● **Stored data entries**
-*-
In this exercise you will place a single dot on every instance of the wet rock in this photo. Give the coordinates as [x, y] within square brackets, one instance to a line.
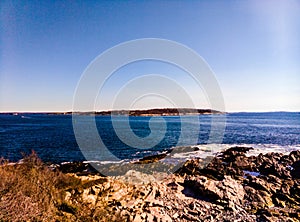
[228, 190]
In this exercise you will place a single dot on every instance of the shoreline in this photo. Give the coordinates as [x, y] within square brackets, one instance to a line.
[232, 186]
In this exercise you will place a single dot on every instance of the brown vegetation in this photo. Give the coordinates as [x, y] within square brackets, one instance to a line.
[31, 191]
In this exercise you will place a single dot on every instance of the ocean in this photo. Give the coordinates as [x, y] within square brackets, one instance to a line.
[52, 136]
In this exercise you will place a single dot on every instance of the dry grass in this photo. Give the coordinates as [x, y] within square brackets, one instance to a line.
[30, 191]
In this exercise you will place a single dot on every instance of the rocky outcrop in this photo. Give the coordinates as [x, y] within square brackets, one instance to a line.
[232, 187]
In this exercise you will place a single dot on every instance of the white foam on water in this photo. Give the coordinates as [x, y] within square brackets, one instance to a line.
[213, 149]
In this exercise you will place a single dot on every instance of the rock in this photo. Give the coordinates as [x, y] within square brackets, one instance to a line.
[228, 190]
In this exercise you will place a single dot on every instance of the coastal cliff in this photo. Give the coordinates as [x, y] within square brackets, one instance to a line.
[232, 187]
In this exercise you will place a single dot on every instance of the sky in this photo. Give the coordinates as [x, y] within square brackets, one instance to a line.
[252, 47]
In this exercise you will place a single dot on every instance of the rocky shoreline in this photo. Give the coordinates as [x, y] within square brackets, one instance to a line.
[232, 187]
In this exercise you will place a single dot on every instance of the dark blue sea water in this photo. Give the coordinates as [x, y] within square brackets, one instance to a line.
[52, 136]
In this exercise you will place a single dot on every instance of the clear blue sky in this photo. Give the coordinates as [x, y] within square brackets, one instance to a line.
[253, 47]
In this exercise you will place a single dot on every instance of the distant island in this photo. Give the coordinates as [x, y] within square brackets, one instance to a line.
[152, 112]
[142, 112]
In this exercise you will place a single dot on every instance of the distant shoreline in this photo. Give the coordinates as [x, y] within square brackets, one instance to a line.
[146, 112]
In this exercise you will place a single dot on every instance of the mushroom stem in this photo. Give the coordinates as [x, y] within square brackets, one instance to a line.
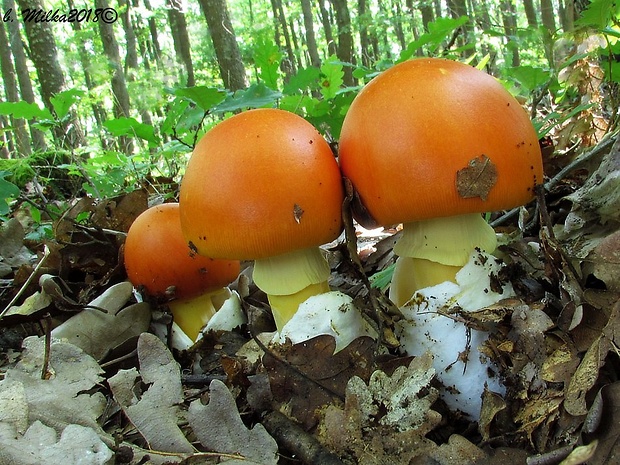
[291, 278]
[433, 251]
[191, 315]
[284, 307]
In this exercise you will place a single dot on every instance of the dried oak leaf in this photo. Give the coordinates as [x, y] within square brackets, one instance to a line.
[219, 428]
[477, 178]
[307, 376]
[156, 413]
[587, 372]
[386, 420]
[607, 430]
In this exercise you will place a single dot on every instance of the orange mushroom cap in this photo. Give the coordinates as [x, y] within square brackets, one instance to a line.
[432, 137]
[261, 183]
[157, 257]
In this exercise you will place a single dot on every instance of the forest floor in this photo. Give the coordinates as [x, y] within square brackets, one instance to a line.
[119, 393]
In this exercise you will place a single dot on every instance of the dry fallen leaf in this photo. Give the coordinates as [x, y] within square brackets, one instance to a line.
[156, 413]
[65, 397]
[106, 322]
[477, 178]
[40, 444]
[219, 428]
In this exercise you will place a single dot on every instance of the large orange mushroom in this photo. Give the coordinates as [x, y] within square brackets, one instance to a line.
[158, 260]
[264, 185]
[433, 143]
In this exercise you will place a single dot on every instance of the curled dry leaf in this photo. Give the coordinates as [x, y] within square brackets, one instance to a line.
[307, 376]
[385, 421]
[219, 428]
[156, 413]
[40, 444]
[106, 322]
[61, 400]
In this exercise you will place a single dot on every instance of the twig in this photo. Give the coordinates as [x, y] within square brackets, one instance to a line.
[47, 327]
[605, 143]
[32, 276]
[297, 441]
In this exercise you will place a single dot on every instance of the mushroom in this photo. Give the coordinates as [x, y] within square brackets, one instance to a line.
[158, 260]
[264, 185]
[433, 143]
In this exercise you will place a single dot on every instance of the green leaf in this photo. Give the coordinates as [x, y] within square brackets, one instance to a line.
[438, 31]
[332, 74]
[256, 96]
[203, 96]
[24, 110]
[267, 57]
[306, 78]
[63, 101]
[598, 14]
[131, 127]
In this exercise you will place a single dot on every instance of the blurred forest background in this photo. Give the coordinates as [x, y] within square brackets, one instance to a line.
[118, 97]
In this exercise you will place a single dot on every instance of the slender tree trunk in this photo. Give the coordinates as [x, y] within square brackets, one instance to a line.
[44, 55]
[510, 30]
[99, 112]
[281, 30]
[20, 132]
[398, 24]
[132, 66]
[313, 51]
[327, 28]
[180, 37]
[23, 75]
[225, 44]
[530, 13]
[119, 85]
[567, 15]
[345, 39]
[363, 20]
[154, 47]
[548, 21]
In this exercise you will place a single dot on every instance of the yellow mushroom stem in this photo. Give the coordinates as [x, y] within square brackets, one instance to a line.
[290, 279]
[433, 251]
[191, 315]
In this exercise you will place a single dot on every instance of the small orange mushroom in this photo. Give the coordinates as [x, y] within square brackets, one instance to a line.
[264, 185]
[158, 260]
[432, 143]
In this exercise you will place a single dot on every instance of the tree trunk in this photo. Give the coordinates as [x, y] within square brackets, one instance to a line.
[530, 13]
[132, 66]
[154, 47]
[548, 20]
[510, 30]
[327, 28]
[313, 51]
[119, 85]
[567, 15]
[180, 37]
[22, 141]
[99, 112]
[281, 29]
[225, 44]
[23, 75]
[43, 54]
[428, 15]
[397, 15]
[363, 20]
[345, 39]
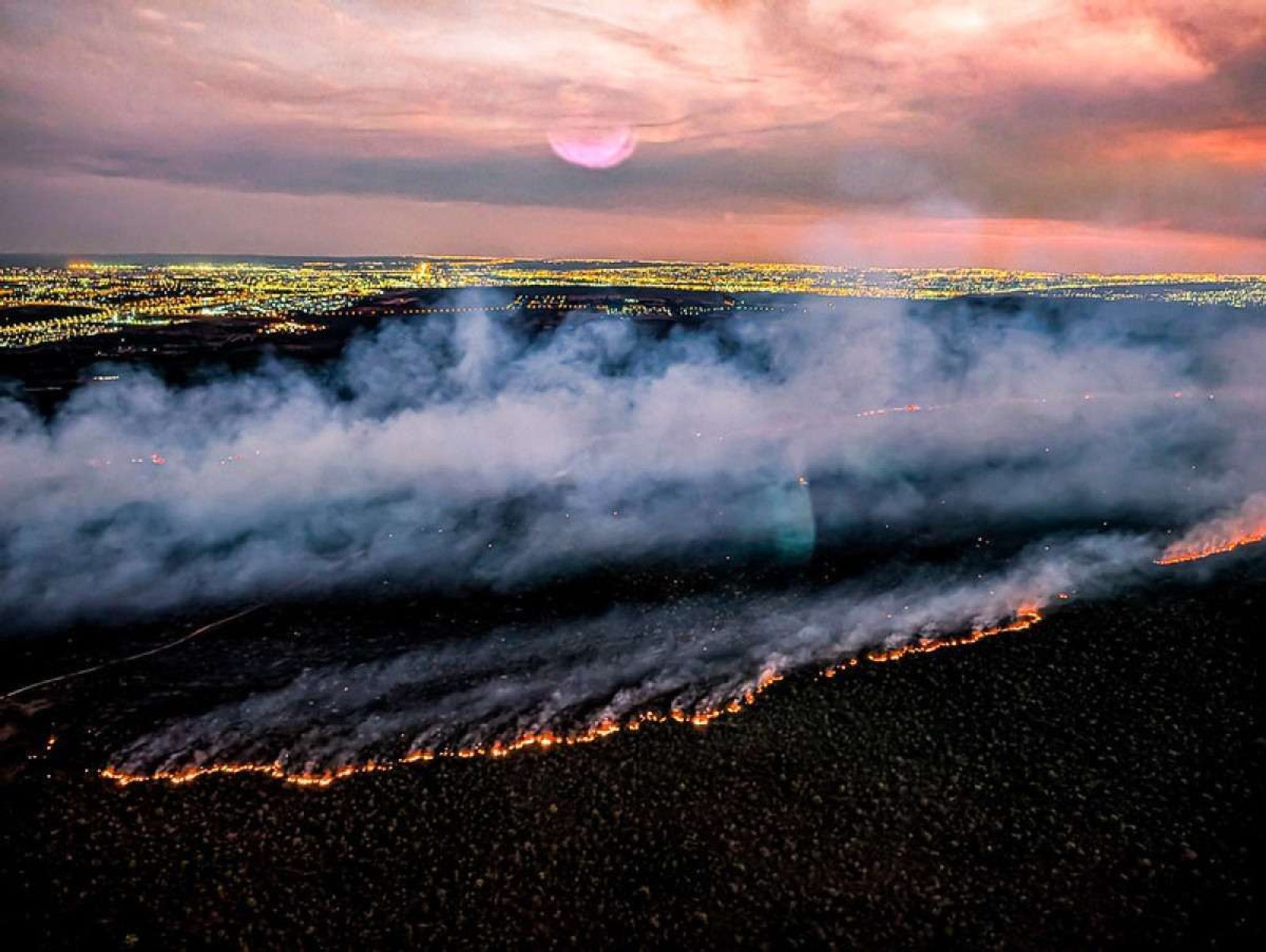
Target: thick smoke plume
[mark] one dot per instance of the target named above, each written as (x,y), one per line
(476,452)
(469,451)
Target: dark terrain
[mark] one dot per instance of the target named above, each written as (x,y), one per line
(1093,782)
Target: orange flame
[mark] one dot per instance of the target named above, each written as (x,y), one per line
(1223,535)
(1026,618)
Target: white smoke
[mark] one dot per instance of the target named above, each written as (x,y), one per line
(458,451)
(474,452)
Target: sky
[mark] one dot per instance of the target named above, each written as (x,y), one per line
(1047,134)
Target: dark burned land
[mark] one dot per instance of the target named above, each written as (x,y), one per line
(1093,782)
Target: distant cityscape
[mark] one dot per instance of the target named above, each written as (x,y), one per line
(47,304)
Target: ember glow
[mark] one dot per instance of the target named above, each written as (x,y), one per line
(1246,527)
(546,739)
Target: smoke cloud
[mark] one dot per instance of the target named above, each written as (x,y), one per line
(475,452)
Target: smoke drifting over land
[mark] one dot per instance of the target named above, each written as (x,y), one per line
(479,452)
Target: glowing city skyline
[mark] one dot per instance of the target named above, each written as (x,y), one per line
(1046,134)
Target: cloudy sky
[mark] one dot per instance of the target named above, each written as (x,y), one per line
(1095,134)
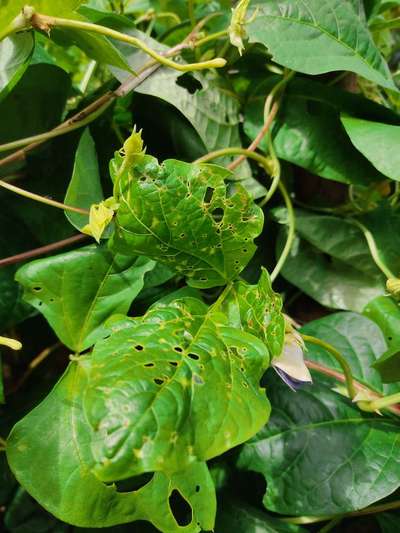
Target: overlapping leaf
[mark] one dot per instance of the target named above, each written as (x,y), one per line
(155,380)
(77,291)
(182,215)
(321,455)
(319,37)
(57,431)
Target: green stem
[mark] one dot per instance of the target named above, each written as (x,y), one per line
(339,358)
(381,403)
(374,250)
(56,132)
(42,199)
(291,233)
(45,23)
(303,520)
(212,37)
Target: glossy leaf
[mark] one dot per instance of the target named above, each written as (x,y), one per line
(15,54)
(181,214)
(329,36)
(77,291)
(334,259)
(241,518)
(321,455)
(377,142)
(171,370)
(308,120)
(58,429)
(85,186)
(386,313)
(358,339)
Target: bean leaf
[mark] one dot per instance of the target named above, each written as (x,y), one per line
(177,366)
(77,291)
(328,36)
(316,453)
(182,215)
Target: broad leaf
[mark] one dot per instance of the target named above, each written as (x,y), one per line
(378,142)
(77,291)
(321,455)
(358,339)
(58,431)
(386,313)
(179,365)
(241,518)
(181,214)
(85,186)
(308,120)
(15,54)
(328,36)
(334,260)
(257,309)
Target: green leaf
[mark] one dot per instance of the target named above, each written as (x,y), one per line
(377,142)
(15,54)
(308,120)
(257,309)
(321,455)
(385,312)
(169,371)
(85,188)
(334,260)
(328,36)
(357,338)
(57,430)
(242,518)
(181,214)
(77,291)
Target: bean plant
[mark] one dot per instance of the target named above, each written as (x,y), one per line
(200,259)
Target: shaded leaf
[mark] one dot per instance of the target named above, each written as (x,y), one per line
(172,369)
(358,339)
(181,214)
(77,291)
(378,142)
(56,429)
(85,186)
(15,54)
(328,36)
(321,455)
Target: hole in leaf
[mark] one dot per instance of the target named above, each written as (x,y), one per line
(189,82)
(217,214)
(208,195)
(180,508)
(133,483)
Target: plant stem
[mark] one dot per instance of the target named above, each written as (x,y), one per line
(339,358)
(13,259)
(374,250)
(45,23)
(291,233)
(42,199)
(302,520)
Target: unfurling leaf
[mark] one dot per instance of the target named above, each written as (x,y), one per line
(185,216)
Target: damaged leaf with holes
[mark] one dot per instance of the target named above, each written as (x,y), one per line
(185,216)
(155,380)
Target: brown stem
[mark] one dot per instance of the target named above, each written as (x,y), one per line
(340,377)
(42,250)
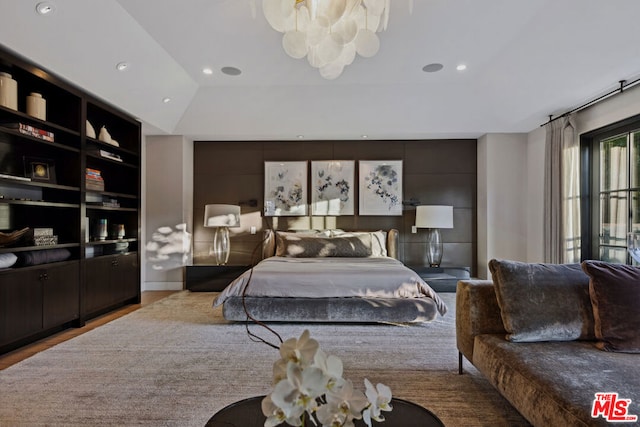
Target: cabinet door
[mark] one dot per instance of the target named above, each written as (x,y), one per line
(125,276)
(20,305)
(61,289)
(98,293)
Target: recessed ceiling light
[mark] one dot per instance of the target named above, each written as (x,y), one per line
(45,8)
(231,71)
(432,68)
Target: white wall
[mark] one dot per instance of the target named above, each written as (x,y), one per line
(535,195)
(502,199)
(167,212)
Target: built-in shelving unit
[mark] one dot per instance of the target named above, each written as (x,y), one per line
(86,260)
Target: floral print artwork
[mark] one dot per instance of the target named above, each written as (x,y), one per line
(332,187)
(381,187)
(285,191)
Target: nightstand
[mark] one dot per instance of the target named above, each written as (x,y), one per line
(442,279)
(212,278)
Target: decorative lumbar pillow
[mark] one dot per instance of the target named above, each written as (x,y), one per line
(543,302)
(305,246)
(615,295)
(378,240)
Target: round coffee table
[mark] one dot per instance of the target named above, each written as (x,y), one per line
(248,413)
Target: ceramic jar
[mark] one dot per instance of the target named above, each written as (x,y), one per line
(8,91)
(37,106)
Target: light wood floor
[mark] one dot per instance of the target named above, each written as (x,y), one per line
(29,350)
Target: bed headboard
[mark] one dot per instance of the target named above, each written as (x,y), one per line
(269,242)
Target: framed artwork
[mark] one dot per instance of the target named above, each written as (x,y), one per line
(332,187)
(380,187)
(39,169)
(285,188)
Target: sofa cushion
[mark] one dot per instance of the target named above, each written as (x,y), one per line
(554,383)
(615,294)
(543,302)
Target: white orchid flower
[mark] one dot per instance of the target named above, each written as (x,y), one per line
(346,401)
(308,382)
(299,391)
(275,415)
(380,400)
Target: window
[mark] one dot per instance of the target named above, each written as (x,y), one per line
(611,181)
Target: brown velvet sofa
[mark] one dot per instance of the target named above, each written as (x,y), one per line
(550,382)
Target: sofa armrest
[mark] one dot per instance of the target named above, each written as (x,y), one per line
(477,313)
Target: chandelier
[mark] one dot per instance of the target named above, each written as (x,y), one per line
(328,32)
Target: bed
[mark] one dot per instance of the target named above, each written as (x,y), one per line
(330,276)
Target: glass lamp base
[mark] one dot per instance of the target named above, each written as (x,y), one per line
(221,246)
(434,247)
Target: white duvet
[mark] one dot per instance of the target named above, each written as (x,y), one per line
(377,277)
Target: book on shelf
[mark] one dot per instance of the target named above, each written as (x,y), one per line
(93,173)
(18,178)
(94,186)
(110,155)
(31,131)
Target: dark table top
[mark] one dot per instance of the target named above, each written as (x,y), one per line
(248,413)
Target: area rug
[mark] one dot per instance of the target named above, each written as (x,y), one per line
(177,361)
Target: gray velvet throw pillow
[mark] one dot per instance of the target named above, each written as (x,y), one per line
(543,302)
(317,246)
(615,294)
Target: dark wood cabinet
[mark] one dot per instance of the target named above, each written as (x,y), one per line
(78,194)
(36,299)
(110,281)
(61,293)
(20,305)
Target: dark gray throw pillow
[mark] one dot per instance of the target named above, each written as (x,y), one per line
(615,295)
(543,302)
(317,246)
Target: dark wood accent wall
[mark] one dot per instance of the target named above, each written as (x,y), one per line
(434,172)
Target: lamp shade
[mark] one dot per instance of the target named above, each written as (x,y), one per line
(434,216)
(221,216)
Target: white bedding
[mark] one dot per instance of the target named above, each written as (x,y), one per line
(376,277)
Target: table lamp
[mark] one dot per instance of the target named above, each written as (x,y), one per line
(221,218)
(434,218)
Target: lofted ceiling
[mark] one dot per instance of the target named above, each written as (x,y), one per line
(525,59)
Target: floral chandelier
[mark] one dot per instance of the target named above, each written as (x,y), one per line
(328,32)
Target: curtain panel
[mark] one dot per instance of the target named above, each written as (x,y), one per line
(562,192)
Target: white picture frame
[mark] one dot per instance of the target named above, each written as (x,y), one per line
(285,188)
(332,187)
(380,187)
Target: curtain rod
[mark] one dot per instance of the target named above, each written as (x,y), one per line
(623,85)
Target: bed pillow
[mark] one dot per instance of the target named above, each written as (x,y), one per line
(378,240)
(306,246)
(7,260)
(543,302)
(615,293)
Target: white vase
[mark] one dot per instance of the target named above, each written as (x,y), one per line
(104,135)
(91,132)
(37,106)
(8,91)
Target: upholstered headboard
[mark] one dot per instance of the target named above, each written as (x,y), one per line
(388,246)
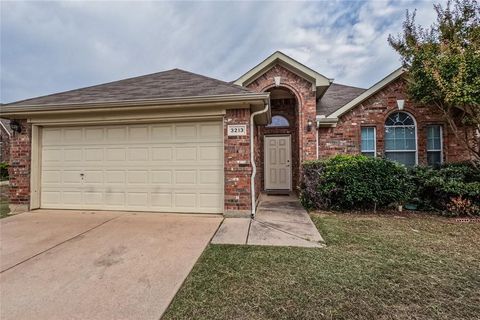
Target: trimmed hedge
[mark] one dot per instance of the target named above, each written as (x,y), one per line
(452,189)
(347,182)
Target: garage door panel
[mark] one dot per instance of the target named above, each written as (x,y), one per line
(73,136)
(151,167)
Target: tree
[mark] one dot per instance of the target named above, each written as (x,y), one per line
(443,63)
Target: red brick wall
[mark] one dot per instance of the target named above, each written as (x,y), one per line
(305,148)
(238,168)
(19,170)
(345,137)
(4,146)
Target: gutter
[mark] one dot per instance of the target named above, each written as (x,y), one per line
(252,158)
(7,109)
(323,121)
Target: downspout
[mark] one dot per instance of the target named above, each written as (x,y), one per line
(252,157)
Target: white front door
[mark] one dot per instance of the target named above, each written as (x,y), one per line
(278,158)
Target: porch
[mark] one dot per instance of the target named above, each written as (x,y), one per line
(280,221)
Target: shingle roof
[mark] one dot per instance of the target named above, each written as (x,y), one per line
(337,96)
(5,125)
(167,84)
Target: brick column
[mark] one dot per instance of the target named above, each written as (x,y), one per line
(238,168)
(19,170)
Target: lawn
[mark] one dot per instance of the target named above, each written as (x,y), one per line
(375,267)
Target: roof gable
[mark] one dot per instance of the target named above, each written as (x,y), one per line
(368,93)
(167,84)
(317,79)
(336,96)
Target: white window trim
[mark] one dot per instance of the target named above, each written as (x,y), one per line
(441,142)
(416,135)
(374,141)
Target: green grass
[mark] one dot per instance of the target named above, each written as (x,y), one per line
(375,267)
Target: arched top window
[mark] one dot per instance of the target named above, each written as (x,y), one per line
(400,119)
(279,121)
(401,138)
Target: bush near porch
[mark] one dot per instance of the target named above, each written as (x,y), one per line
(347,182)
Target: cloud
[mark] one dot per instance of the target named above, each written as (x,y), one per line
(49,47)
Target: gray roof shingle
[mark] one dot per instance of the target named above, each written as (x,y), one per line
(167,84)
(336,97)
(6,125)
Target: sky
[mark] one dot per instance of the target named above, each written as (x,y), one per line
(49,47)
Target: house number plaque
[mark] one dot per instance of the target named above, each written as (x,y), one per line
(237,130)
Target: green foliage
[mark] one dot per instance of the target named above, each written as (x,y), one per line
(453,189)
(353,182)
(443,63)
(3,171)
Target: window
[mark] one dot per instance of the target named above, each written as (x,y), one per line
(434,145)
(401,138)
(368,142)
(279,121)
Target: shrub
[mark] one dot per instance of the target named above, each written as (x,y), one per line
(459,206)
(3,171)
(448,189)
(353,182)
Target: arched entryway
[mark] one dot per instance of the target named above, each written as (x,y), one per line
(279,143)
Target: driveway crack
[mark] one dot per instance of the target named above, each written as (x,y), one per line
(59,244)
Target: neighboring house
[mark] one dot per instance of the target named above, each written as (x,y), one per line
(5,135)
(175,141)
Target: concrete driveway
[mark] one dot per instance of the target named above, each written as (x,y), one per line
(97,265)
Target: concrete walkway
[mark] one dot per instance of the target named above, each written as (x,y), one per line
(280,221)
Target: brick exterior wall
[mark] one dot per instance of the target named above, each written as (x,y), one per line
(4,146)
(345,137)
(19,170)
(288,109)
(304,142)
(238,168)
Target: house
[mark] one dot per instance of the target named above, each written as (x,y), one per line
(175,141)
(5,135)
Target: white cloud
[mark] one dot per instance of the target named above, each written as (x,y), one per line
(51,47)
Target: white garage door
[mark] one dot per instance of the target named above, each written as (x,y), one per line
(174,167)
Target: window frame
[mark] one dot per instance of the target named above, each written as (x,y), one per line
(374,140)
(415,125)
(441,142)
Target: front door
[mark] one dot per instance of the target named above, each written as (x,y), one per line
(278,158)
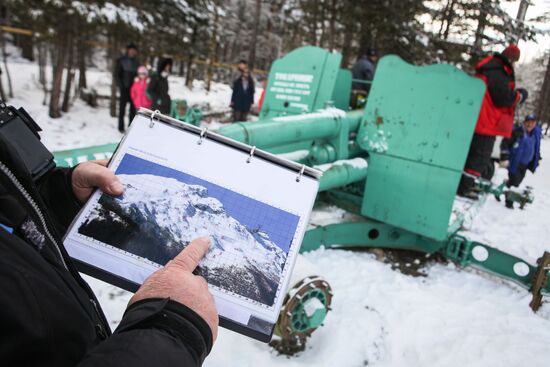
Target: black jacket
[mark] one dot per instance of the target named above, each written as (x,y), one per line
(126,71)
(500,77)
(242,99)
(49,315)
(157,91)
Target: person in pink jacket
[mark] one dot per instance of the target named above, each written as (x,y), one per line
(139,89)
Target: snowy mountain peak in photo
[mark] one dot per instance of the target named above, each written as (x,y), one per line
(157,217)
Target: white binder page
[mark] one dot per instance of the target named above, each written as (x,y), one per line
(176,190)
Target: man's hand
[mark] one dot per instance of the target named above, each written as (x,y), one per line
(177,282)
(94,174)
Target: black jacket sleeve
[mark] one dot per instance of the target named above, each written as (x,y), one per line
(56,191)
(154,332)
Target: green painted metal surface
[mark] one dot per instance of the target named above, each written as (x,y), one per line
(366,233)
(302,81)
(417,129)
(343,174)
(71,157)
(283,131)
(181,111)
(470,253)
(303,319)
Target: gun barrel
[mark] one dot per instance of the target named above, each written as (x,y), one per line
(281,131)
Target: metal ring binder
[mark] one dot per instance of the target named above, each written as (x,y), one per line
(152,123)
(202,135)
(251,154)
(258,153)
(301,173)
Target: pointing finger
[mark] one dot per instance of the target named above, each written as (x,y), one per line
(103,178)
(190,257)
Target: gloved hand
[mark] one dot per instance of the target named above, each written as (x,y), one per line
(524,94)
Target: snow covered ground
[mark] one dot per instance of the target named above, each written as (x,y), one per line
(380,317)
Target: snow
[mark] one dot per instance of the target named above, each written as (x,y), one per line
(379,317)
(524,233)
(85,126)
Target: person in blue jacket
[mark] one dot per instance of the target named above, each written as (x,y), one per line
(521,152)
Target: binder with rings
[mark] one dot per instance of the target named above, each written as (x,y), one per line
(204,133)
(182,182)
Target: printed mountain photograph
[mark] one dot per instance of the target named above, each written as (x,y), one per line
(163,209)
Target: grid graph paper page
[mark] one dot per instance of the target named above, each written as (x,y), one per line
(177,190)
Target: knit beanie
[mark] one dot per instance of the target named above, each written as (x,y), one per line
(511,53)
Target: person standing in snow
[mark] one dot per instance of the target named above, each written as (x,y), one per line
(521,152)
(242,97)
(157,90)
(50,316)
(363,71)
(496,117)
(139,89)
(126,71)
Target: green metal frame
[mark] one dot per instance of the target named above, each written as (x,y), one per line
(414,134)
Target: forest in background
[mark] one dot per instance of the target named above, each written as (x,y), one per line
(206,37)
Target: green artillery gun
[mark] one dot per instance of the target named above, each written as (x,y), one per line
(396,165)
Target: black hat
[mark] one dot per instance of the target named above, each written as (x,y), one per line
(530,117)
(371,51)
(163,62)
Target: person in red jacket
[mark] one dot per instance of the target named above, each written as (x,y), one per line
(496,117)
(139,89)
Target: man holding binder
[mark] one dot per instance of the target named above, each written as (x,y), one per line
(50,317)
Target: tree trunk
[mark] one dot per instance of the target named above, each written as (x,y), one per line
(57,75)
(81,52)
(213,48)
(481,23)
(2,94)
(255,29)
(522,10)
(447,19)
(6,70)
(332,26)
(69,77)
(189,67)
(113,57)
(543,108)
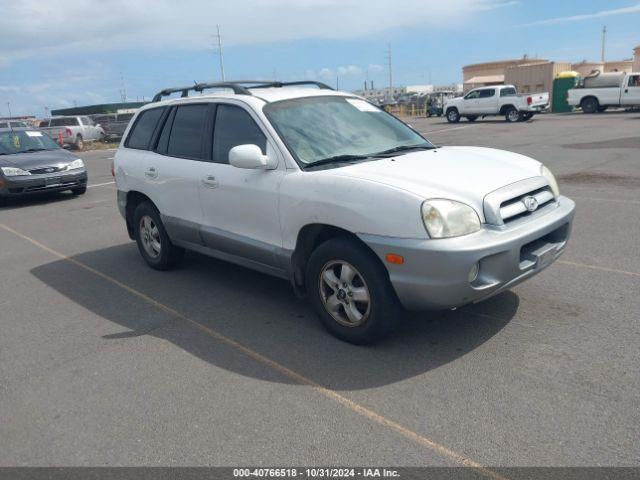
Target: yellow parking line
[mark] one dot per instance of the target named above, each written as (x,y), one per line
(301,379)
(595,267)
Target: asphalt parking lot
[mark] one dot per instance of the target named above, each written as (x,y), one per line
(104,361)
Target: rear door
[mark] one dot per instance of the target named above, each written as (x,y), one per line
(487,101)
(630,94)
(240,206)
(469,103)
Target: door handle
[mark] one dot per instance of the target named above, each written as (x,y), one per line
-*-
● **TASK DETAILS**
Pull out all lines of the data with the string "pillow".

● **RESPONSE**
Target: decorative lumbar pillow
Target: gray velvet throw pillow
Target: dark gray throw pillow
Target: bed pillow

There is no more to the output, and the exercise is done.